▸ YOUR TASK
In the abstract on toxicological analysis of hallucinogens, which group of abused hallucinogens can immunoassay analysis be used for?
(EXCERPT TO READ Opens)
OBJECTIVES: Until recently, routine toxicological analysis of some hallucinogens in biological material posed problems which were only resolved after the introduction of modern analytic systems into toxicological laboratories. The most frequent hallucinogens in clinical and forensic toxicology can be grouped as: cannabinoids, tropane alkaloids, N,N-dimethyltryptamine derivatives and synthetic or semisynthetic hallucinogens.
METHODS & RESULTS: There are several methods currently used for their analysis. Immunoassay analysis of abused hallucinogens is limited to the cannabinoids. Thin layer chromatography (TLC) is able to detect higher concentrations of 1-nor-delta- 9-tetrahydrocannabinol-9-carboxylic acid (THC-COOH), tropane alkaloids (atropine and scopolamine) and ketamine (synthetic hallucinogen) in urine but for lower concentrations and for some other substances it lacks sensitivity. A reliable solution to the demand for specific and sensitive analysis of hallucinogens in biological material is gas chromatography - mass spectrometry (GC-MS). Thus, at present, analysis of cannabinoids, tropane alkaloids, ketamine as well as psilocin (N,N-dimethyltryptamine derivative) is well-managed.
CONCLUSIONS: The introduction of GC-MS systems appears to be indispensable for satisfactory qualitative and quantitative analysis of drugs of abuse, particularly hallucinogens in biological material.
(EXCERPT TO READ Closes)
(MATERIAL SUPPLIED Opens)
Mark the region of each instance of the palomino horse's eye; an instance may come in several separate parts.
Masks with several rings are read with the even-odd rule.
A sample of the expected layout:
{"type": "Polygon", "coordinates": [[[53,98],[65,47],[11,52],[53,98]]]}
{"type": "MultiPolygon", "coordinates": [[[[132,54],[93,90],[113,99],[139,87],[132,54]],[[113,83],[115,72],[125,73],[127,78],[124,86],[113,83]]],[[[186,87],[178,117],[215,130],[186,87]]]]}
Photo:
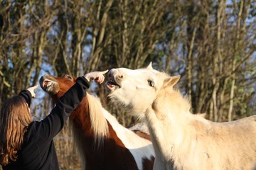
(MATERIAL SUPPLIED Closes)
▸ PROBLEM SOLUTION
Immunoassay analysis is limited to the cannabinoids.